Return, exactly and with nothing added, the line with "# drop a point" together with all lines after it through the end of the data below. No pictures belong in the copy.

(Natural language region descriptions)
──────────────────────────────
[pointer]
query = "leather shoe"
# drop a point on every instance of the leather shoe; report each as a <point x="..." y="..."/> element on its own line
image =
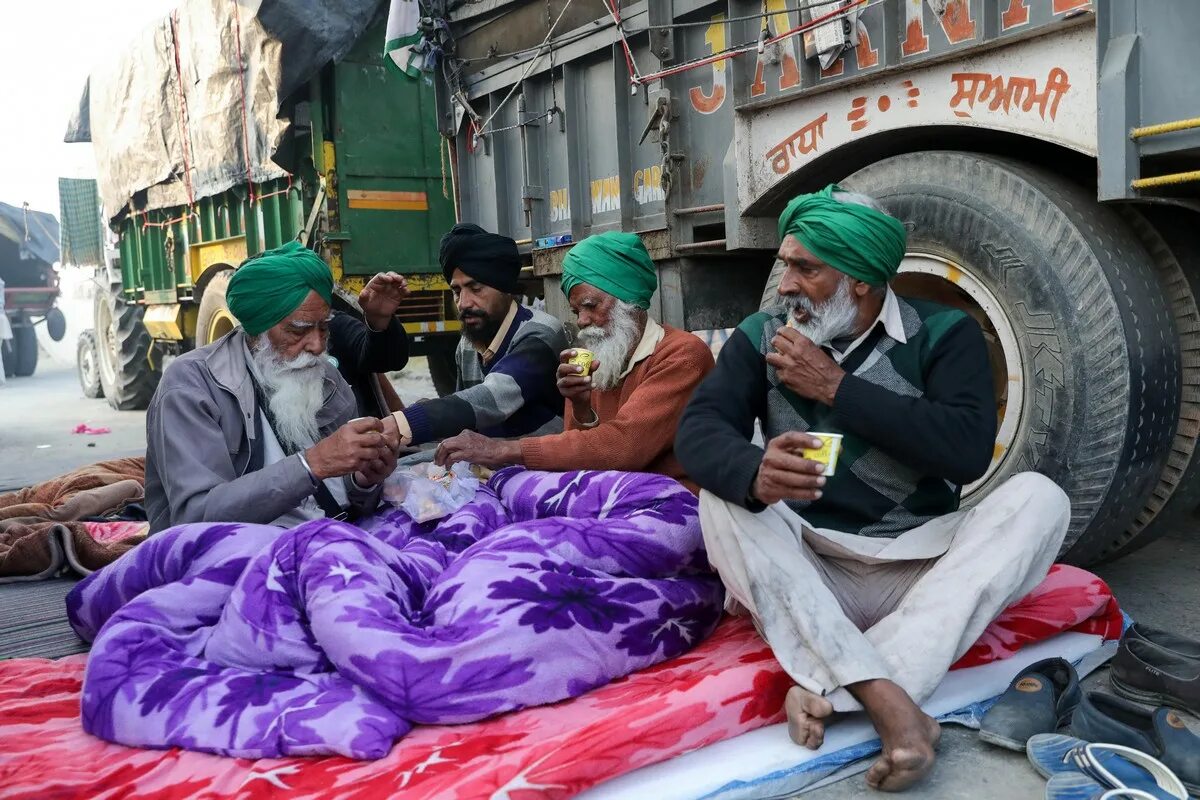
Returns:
<point x="1159" y="733"/>
<point x="1038" y="701"/>
<point x="1155" y="675"/>
<point x="1165" y="639"/>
──────────────────────────────
* Answer section
# drop a point on every instance of the leather shoe; report each as a <point x="..." y="..."/> element on its own line
image =
Returns:
<point x="1159" y="733"/>
<point x="1038" y="701"/>
<point x="1155" y="675"/>
<point x="1165" y="639"/>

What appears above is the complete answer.